- RECORDS FOR THE EXERCISE
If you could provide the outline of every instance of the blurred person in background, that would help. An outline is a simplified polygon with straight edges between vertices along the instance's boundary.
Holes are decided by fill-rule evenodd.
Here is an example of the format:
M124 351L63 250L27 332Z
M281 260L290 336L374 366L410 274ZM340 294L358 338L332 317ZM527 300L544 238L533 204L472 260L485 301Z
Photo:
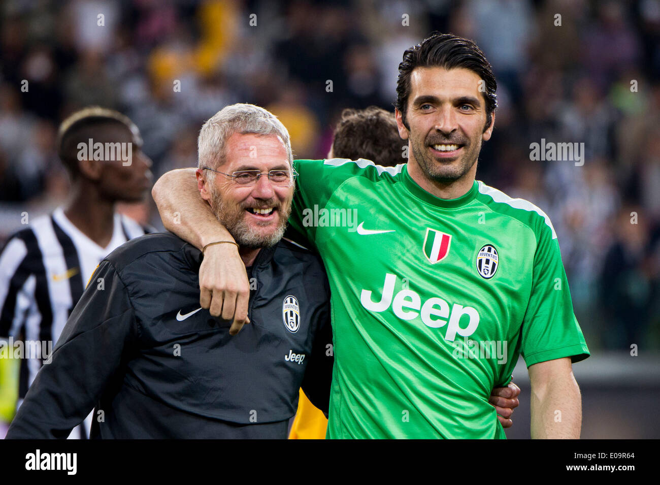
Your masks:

- TASK STATEMENT
Rewrite the material with every "blurred person" changed to "out-of-focus person" and all other wording kept as it is. Leave the pictures out.

- EXPECTED ANSWER
If you could provide the outline of every instance of the out-of-focus person in background, that would help. An outline is a simplified polygon with straight edges between vertices along the instance's boundary.
Holes are decided by fill-rule evenodd.
Here is an example of the format:
M124 351L63 250L27 332Z
M281 260L290 336L374 366L410 274ZM340 294L358 338L332 317ZM527 300L544 238L533 204L472 260L485 301Z
Photo:
Your masks:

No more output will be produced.